Consegna →
Trova ogni riga dell'elenco sottostante che contiene la stringa "head" e trascrivila per intero. La ricerca distingue tra maiuscole e minuscole.
((
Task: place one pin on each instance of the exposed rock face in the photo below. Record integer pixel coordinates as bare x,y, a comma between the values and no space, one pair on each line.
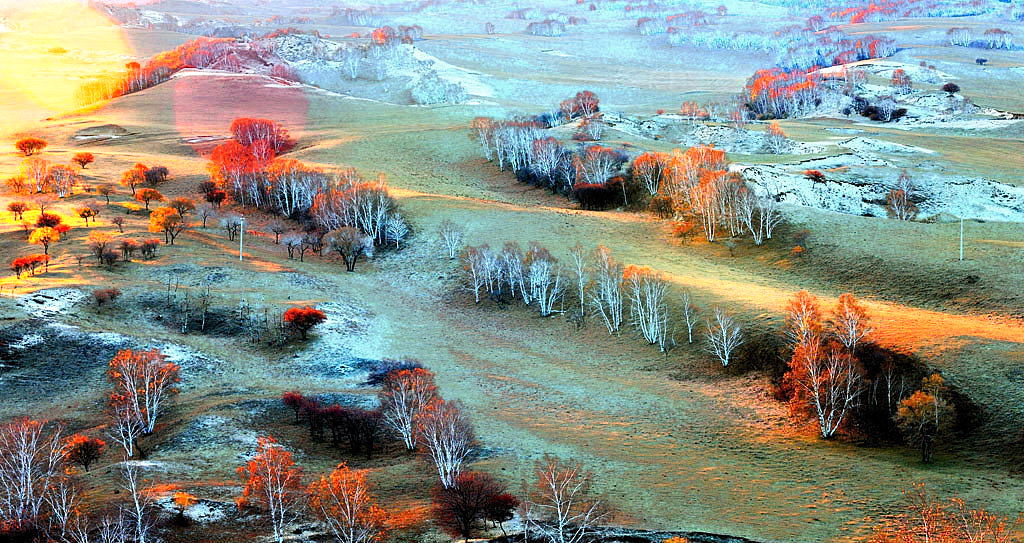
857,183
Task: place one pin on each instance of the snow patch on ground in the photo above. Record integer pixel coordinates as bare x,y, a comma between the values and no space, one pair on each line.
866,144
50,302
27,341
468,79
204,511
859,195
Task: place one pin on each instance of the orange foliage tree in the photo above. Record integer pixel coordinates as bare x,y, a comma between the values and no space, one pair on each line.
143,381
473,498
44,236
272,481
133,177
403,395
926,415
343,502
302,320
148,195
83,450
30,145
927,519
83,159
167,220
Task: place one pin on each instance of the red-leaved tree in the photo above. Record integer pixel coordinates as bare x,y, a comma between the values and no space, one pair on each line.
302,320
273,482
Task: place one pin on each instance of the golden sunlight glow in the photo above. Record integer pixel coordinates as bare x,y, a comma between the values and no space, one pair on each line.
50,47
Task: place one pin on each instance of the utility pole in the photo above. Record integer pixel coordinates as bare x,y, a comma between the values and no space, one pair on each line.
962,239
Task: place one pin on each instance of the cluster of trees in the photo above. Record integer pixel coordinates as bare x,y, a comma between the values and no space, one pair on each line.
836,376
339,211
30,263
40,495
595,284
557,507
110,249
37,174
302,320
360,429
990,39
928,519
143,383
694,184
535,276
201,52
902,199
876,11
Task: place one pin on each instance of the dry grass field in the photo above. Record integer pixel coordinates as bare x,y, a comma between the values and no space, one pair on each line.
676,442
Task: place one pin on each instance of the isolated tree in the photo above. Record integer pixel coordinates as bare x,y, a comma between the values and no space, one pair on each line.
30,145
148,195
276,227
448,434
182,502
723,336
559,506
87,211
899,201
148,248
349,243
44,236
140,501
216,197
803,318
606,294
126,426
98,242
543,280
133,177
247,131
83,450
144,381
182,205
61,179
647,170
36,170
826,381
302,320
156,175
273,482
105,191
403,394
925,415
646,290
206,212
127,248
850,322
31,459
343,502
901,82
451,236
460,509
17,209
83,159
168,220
))
((
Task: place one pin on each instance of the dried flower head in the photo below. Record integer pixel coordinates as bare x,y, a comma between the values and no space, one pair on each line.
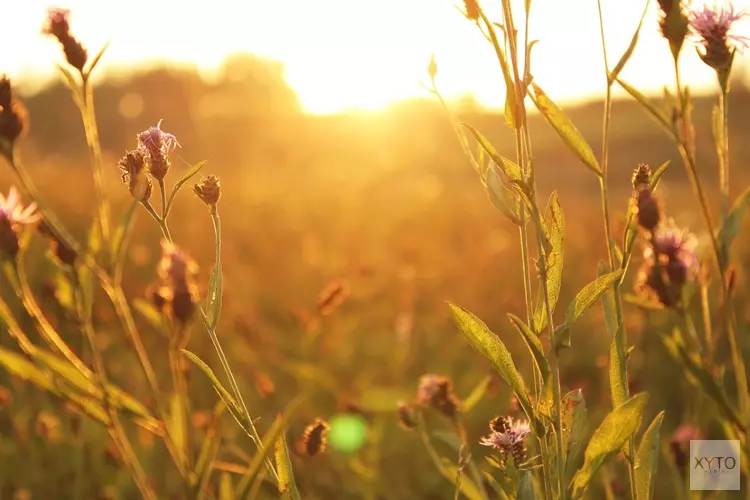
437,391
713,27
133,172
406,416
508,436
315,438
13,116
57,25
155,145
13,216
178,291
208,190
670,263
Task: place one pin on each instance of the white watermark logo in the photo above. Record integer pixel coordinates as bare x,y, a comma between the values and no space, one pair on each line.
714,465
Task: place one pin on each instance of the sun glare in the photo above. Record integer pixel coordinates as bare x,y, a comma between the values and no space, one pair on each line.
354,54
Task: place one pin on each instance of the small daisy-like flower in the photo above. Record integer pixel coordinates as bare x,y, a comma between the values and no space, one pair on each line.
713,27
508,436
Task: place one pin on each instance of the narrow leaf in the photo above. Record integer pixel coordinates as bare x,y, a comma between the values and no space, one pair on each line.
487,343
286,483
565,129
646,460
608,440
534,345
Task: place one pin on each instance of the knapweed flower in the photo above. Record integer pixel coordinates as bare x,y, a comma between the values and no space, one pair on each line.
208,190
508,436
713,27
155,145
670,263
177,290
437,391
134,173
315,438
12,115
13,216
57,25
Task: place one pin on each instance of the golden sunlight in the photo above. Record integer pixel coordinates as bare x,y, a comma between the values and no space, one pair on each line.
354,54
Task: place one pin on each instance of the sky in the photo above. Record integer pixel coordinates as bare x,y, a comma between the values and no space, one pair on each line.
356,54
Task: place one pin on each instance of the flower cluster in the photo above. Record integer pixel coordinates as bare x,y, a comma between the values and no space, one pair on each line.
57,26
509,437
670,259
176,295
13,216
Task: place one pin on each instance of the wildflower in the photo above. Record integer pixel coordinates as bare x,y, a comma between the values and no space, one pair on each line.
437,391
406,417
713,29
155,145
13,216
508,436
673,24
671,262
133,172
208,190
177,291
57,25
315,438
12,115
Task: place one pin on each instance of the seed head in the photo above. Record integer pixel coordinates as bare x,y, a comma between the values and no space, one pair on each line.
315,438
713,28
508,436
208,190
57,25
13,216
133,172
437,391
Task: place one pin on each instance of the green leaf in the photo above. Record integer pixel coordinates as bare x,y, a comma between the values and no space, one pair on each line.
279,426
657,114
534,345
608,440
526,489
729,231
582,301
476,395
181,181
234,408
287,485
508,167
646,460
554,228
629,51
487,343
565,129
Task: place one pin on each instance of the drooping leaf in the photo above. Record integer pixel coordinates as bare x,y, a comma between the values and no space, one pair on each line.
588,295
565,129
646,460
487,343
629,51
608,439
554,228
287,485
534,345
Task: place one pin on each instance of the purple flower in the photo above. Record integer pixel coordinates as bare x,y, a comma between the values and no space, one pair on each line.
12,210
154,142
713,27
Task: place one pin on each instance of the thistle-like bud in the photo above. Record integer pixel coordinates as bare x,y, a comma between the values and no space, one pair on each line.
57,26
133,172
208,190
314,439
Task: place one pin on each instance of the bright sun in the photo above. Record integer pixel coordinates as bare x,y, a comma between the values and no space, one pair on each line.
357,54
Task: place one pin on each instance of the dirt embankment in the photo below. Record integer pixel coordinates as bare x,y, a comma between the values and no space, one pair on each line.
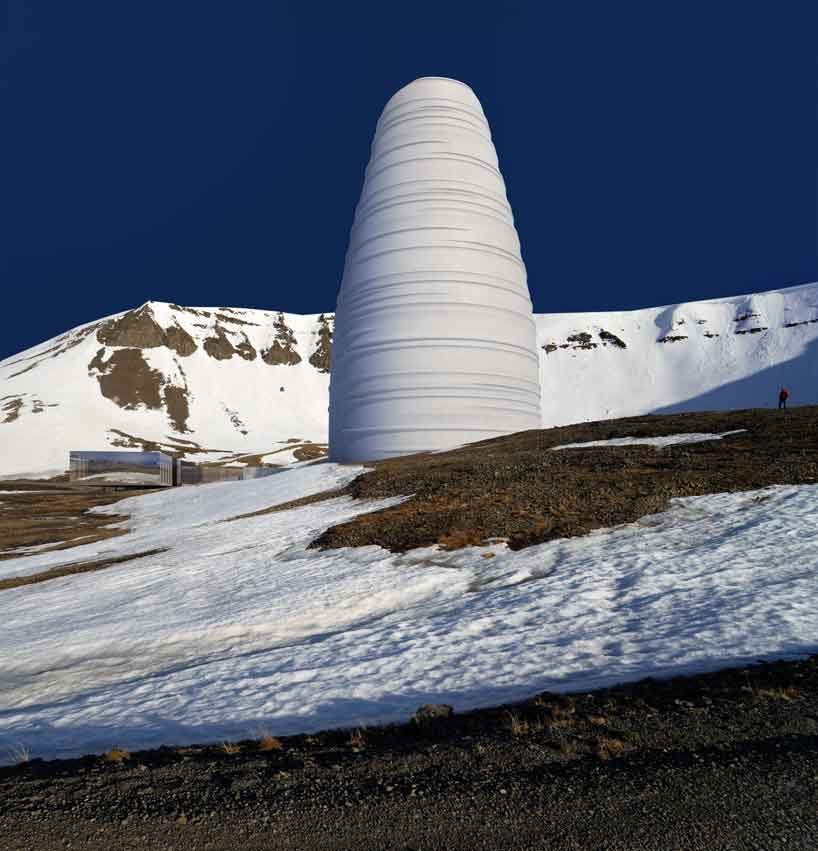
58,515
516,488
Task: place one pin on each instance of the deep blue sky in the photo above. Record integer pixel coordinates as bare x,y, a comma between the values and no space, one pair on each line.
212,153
))
((
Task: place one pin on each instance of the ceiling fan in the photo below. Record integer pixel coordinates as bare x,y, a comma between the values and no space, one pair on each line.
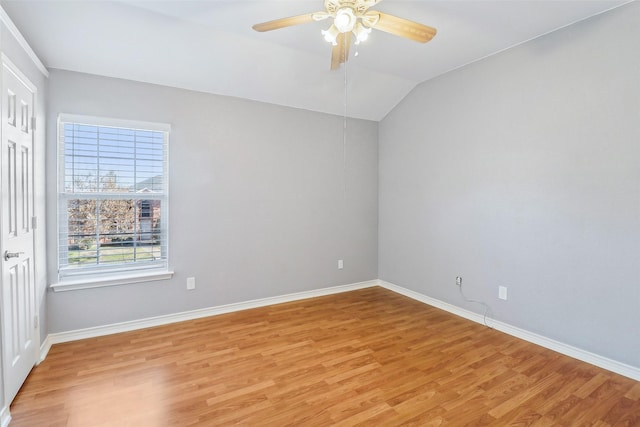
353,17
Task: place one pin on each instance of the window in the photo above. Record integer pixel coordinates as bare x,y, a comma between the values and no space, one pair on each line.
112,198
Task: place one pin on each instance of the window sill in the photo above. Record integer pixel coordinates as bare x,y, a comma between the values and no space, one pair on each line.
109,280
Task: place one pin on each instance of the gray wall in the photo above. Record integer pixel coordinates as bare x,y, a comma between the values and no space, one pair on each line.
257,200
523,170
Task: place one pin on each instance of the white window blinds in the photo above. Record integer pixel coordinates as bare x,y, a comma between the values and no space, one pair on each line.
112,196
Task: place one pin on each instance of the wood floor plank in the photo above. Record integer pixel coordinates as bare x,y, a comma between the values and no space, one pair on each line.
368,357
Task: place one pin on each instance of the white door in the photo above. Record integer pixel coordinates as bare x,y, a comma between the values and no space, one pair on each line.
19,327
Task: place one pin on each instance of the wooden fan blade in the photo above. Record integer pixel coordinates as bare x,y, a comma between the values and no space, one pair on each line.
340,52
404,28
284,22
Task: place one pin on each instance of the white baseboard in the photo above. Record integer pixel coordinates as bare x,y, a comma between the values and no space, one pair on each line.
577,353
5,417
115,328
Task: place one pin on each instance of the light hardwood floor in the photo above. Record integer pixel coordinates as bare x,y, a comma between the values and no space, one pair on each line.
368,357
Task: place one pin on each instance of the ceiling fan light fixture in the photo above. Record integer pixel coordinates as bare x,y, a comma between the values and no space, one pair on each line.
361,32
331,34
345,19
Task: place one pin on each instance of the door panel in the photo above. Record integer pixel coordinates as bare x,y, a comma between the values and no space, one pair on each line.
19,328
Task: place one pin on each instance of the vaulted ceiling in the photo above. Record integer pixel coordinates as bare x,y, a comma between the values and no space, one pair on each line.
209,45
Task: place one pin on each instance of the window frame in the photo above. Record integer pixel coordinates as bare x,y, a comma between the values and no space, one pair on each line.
))
Soluzione svolta →
Task: place one pin on each instance of the dried flower head in the photo below. Record integer pixel coordinates as bare x,y, a comma between the values and no space, one pair on each line.
Task: place one pin on each instance of the seed head in the photo above. Record integer pixel coordinates as bare x,y, a comma between the values and no space, one pair on each line.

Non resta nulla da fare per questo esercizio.